**STATED TASK**
Pictures within the data are to be left out; everything else must be reproduced exactly.
==== RECORDS SHOWN ====
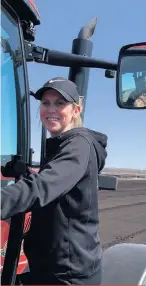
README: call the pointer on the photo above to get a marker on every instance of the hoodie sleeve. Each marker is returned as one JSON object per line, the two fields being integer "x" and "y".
{"x": 58, "y": 178}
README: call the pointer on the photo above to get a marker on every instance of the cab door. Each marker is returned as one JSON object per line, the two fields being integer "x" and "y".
{"x": 15, "y": 132}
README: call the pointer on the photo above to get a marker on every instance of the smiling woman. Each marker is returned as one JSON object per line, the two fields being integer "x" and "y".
{"x": 62, "y": 196}
{"x": 59, "y": 111}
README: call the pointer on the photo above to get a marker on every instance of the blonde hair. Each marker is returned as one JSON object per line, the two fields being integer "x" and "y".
{"x": 78, "y": 121}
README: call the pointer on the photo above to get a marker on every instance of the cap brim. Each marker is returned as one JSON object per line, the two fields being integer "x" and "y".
{"x": 39, "y": 93}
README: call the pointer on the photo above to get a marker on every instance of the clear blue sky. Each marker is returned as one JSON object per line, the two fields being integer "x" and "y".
{"x": 119, "y": 23}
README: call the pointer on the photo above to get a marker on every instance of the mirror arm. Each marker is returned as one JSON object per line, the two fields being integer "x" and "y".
====
**FULL RESPONSE**
README: call the pointer on the photo above to get a marker on every instance of the hoodie sleeve. Each marker is returned as one JSON object per line, the two fields being integer "x" and "y".
{"x": 58, "y": 178}
README: call the pointer on the photo above to get a marker on every instance of the cab door. Each marker is returned as one JSON object per line, the two fields being integer "x" and "y".
{"x": 15, "y": 132}
README: call the pointer on the photo above to get a marker on every instance of the smiling woman. Each marker is returned as one JSON object per line, the two fields being integer "x" and "y".
{"x": 62, "y": 196}
{"x": 59, "y": 111}
README: call the pointer on the photo above to get a marker on every instance of the blonde hair. Each marker is returned as one JSON object per line, the two fields being integer "x" and "y".
{"x": 78, "y": 121}
README: call the pointer on the photo above to get a marker on every instance of the cap brim. Each marker is returned as one JSON object per line, the two fields being integer "x" and "y".
{"x": 39, "y": 93}
README: call the pointer on the photo above to get a marker on every instance of the clear blue sky. Each marker is returned as one JSON object per line, the two fields being integer "x" and "y".
{"x": 119, "y": 23}
README: call the pointer on the photo above to get a marker on every instance of the mirror arm. Each marker is returned as one JSON object per line, the two fields being integer "x" and "y".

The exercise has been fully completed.